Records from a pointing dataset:
↓
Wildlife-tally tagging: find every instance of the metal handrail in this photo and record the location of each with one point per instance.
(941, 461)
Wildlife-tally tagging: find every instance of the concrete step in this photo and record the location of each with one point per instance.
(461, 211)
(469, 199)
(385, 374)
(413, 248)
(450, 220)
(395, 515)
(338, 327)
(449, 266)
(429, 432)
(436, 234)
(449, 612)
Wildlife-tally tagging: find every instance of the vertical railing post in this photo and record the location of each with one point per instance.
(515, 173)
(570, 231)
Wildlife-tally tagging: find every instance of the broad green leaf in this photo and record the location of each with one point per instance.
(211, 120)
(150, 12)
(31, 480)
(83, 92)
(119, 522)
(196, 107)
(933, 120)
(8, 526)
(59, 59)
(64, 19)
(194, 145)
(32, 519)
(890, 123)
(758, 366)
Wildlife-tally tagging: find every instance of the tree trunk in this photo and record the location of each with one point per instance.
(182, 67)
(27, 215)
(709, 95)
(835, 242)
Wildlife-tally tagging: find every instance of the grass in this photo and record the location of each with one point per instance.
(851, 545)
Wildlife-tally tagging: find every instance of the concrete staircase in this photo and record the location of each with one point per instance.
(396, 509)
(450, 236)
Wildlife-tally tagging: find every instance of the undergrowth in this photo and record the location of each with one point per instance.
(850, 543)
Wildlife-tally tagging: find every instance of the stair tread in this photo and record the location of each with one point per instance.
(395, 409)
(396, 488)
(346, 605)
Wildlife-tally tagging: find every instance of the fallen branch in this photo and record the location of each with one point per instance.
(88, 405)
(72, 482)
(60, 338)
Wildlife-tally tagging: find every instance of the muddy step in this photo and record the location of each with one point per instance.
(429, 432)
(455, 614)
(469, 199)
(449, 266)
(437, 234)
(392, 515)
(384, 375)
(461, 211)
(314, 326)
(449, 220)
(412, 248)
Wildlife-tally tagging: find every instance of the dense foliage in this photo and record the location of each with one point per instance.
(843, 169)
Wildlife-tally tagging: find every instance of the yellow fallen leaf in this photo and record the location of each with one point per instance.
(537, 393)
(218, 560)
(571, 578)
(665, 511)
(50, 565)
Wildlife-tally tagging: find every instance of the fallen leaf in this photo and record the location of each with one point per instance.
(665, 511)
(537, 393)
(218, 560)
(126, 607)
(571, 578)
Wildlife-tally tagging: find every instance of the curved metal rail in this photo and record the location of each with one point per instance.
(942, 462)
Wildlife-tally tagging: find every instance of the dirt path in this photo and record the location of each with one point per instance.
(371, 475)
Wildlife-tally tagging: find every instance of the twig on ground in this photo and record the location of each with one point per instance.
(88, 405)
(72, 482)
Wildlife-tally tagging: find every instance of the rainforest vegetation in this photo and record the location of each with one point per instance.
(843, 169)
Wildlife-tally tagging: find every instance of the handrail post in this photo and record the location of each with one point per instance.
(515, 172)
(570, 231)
↑
▶ _What is needed_:
Reproduce every one of the items above word for word, keeping them in their original order.

▶ _The answer_:
Wildlife-tally tagging: find every instance of the metal handrail in this photo and record the location of each with one point per instance.
(941, 461)
Wildlife-tally tagging: find every instance of the concrete step in this photo and record the location of each with one point per instance.
(461, 211)
(469, 199)
(385, 374)
(413, 248)
(450, 220)
(395, 515)
(338, 327)
(449, 266)
(429, 432)
(436, 234)
(449, 612)
Wildlife-tally tagging: find every instance of the vertical railing post in this photo and record the location of each with one point per instance.
(515, 173)
(570, 231)
Wildlife-tally tagging: find every instance of the broad green leaf in this photo and record the location of each with one point per instance.
(211, 120)
(150, 12)
(31, 480)
(83, 92)
(119, 522)
(196, 107)
(933, 120)
(8, 526)
(59, 59)
(64, 19)
(194, 145)
(32, 519)
(890, 123)
(758, 366)
Wildlife-tally tagging: find every instance of the tree trunk in this photo and record the location of each with one point per instance.
(182, 67)
(27, 215)
(709, 95)
(835, 242)
Wildlife-tally tagging: find every instance of the grass in this photo and record the location of each with one point per instance.
(851, 545)
Wildlife-tally tagging: find every instance of the concrete staircase in this photo and record the location of each with one point per instance.
(396, 509)
(450, 236)
Wildlife-tally tagging: find every instance of the undergrowth in this photo and record the location of each with one point per instance.
(850, 543)
Wildlife-tally tagging: find every instance of the stair tread in this photo and record the location of each with one point per instance.
(395, 409)
(396, 488)
(346, 605)
Wildlife-tally tagging: find every instance of the fallen branch in this photo and record the location of each with one point per instance.
(88, 405)
(72, 482)
(60, 338)
Wildlife-tally tagging: find every instance of the muddy step in this photo and record the location of each with one point per instance.
(429, 432)
(455, 614)
(469, 199)
(449, 266)
(437, 234)
(392, 515)
(384, 375)
(461, 211)
(314, 326)
(449, 220)
(412, 248)
Wildlife-tally tagging: find every instance of the dense foliage in this photo and record the location of each with one point per instance.
(843, 169)
Wildlife-tally tagging: find every instance of the yellow fallen leaf in this photo and record the location of each with one point per instance.
(537, 393)
(218, 560)
(571, 578)
(665, 511)
(50, 565)
Wildlife-tally tagging: find every instance of the fallen leaf in this photo and record the location of each with one point per instance.
(665, 511)
(537, 393)
(218, 560)
(126, 607)
(571, 578)
Wildlife-tally tagging: find every instance of the curved metal rail in this photo and record the location of each with one point per instance.
(942, 462)
Wildlife-tally tagging: find every instance of the dirt path in this photo and record the location of each with one point per instance.
(371, 475)
Wildlife-tally tagging: find every instance of the twig on ground in this photo and record the location of each with one point per instance.
(88, 405)
(72, 482)
Wildlife-tally tagging: find every instance of the rainforest vegetation in this photo and record the location of each with one point per instance.
(843, 169)
Wildlife-tally tagging: find every instance of the handrail post in this photo and record the location of each with one point per instance.
(515, 172)
(570, 231)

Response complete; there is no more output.